Today Dennis maintains the position of director and CEO of the Southern Initiative of the Algebra Project: the nonprofit organization that aims to improve minority children's mathematics education. He also speaks about his experiences in the movement and lessons he learned from those experiences. He shows people how they can be involved in their own communities and change the world, he says, in order to make a difference in the world, it doesn't take a lot, but simply looking to oneself, “It [takes] looking in the mirror and saying, ‘What can I do?’”.

Dennis's son, David Dennis Jr., conducted in-depth interviews with his father, supplemented with extensive collateral research, which he edited into a first-person memoir of Dennis's years in The Movement. Interspersed with letters from Dennis, Jr. to his father, the book reflects on that experience, including the phenomenon of "survivors' guilt," as well as the impact on their father-son relationship. Published in 2022, the book is titled The Movement Made Us. Dennis Jr. is the winner of the 2021 American Mosaic Journalism Prize.

_RECORD SET_
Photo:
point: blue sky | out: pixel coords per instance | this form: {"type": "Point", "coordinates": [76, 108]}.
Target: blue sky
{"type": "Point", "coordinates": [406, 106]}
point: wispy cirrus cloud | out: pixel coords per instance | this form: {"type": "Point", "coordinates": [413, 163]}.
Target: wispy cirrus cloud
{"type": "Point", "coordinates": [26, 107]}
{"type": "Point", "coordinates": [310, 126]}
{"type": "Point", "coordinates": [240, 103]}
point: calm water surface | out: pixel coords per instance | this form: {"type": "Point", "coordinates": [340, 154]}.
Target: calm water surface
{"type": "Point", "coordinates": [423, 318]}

...

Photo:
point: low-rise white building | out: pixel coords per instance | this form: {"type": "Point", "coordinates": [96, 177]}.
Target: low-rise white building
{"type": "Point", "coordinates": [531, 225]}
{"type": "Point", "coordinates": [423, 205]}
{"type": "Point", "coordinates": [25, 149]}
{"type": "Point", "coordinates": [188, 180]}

---

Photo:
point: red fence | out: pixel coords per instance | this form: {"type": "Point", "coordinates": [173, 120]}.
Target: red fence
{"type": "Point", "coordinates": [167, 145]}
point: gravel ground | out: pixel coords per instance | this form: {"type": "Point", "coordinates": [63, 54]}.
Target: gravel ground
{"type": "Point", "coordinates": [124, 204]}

_EXERCISE INSTRUCTIONS_
[1] According to the passage on Dennis, in what year was The Movement Made Us published?
[2] Copy the passage on Dennis from "Dennis's son, David" up to and including "Mosaic Journalism Prize.", switching "memoir" to "account".
You won't need the data for any of this.

_LIST OF SOLUTIONS_
[1] 2022

[2]
Dennis's son, David Dennis Jr., conducted in-depth interviews with his father, supplemented with extensive collateral research, which he edited into a first-person account of Dennis's years in The Movement. Interspersed with letters from Dennis, Jr. to his father, the book reflects on that experience, including the phenomenon of "survivors' guilt," as well as the impact on their father-son relationship. Published in 2022, the book is titled The Movement Made Us. Dennis Jr. is the winner of the 2021 American Mosaic Journalism Prize.